Figure 7.

Validation of RNA-seq data by RT-qPCR and immunoblotting. (A) Expression levels of genes in WT and ASXL1-mutated U937 cells were validated using RT-qPCR. Data are presented as the means ± standard error of the mean (^*P<0.05 vs. the WT group, one-way analysis of variance). (B) ASXL1 expression was also validated by RT-qPCR using two primer sets targeted before (ASXL1-probe 1) and after (ASXL1-probe 2) the mutation point. FPKM values from RNA-seq data obtained from individual WT and ASXL1-mutated cell lines are also shown (ASXL1-FPKM). (C) Proteins extracted from WT, MT^+/− and MT^−/− cells were subjected to immunoblotting to measure CYBB and ACTL8 protein expression levels using GAPDH as a loading control. (D) Histograms of CYBB expression and MFI of CYBB (left panel), and histograms of CLEC5A expression and MFI of CLEC5A (right panel) in WT and MT U937 cells. Data are presented as the means ± standard error of the mean. ^*P<0.05 vs. the WT group (WTblk, WT1 and WT2), one-way analysis of variance. ACTL8, actin-like 8; ASXL1, additional sex combs-like 1; CACNA2D3, calcium voltage-gated channel auxiliary subunit α2δ3; CLEC5A, C-type lectin domain family 5, member A; CTSG, cathepsin G; CYBB, cytochrome B-245 β chain; FPKM, fragments per kilobase of transcript per million mapped reads; MFI, mean fluorescence intensity; NAIP, NLR family apoptosis inhibitory protein; OXR1, oxidation resistance 1; RT-qPCR, reverse transcription-quantitative polymerase chain reaction; MT, mutated; WT, wild-type; WTblk, wild-type bulk parental.

-- Given information --
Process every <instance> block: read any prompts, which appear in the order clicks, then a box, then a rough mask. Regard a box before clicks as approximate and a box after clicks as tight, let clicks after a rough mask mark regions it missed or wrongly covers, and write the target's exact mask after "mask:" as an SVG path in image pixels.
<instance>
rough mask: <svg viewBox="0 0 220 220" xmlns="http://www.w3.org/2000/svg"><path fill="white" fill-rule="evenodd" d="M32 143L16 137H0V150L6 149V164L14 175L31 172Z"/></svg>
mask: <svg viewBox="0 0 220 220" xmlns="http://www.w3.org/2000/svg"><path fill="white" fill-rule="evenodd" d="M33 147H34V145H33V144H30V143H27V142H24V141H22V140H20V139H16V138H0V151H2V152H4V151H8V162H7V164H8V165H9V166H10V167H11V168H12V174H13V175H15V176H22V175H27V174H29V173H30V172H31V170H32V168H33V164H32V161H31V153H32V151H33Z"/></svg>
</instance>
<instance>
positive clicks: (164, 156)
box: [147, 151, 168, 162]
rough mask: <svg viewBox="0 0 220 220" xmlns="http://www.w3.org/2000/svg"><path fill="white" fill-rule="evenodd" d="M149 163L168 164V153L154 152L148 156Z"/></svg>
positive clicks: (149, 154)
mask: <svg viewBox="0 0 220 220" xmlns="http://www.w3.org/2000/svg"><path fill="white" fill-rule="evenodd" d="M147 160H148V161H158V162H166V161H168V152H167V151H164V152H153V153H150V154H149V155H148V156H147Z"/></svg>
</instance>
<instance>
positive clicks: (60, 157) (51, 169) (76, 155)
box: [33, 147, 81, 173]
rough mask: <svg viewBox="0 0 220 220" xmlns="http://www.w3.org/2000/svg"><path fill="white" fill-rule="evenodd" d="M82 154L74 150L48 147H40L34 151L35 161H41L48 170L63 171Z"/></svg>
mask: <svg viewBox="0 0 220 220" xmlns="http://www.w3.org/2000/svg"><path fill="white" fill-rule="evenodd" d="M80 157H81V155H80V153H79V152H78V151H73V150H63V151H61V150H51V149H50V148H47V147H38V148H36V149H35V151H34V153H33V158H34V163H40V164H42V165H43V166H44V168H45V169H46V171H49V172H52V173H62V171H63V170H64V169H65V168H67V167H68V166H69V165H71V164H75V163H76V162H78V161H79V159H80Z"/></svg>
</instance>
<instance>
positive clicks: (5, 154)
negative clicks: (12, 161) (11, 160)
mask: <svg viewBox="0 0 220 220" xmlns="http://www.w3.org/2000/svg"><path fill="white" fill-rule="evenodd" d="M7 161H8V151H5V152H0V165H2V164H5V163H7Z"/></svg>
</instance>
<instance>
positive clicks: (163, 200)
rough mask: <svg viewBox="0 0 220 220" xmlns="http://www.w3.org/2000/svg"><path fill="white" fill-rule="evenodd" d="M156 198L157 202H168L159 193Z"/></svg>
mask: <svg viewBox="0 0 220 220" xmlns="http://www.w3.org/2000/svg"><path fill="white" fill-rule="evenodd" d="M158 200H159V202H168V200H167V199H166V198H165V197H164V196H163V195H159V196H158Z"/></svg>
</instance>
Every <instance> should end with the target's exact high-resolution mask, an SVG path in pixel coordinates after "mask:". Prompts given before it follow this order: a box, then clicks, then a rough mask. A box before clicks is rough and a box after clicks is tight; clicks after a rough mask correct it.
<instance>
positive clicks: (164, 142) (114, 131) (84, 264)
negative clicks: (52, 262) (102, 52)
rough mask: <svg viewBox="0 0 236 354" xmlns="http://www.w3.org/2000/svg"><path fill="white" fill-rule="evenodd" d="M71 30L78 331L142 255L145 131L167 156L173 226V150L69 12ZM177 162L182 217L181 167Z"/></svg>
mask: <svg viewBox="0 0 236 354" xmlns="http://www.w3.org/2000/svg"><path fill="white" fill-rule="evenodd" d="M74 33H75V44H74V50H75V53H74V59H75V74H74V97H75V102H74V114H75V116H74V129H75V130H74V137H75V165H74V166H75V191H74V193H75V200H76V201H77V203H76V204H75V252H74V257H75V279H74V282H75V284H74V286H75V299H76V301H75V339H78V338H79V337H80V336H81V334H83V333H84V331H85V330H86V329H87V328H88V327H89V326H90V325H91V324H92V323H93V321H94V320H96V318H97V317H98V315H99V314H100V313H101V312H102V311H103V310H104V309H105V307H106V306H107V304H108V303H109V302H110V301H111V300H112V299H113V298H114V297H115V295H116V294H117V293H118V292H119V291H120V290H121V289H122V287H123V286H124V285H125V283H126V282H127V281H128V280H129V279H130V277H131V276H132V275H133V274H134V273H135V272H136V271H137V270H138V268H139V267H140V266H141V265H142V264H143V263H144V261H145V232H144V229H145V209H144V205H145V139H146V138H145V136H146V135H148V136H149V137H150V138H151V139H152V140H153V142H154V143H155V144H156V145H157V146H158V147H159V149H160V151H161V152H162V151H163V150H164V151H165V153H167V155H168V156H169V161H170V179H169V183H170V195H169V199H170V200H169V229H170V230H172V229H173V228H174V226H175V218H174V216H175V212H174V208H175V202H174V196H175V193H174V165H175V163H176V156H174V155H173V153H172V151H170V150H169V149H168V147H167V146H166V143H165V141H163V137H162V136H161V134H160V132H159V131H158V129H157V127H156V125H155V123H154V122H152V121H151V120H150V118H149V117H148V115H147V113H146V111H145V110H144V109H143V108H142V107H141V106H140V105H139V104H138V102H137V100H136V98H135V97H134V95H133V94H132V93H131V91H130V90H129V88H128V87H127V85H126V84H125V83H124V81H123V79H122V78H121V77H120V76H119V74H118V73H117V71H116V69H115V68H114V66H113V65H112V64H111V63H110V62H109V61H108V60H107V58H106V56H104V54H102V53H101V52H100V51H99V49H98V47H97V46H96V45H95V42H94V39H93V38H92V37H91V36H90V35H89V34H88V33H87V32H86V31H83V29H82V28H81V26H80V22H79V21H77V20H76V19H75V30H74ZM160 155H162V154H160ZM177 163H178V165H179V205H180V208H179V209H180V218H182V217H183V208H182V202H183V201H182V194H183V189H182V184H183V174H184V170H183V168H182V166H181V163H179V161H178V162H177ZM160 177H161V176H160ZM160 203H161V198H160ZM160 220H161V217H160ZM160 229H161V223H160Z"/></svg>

-- What you will do --
Quote the Figure 7 caption in full, word for word. These entries were taken from a different source.

-- Output --
Figure 7.

Validation of RNA-seq data by RT-qPCR and immunoblotting. (A) Expression levels of genes in WT and ASXL1-mutated U937 cells were validated using RT-qPCR. Data are presented as the means ± standard error of the mean (^*P<0.05 vs. the WT group, one-way analysis of variance). (B) ASXL1 expression was also validated by RT-qPCR using two primer sets targeted before (ASXL1-probe 1) and after (ASXL1-probe 2) the mutation point. FPKM values from RNA-seq data obtained from individual WT and ASXL1-mutated cell lines are also shown (ASXL1-FPKM). (C) Proteins extracted from WT, MT^+/− and MT^−/− cells were subjected to immunoblotting to measure CYBB and ACTL8 protein expression levels using GAPDH as a loading control. (D) Histograms of CYBB expression and MFI of CYBB (left panel), and histograms of CLEC5A expression and MFI of CLEC5A (right panel) in WT and MT U937 cells. Data are presented as the means ± standard error of the mean. ^*P<0.05 vs. the WT group (WTblk, WT1 and WT2), one-way analysis of variance. ACTL8, actin-like 8; ASXL1, additional sex combs-like 1; CACNA2D3, calcium voltage-gated channel auxiliary subunit α2δ3; CLEC5A, C-type lectin domain family 5, member A; CTSG, cathepsin G; CYBB, cytochrome B-245 β chain; FPKM, fragments per kilobase of transcript per million mapped reads; MFI, mean fluorescence intensity; NAIP, NLR family apoptosis inhibitory protein; OXR1, oxidation resistance 1; RT-qPCR, reverse transcription-quantitative polymerase chain reaction; MT, mutated; WT, wild-type; WTblk, wild-type bulk parental.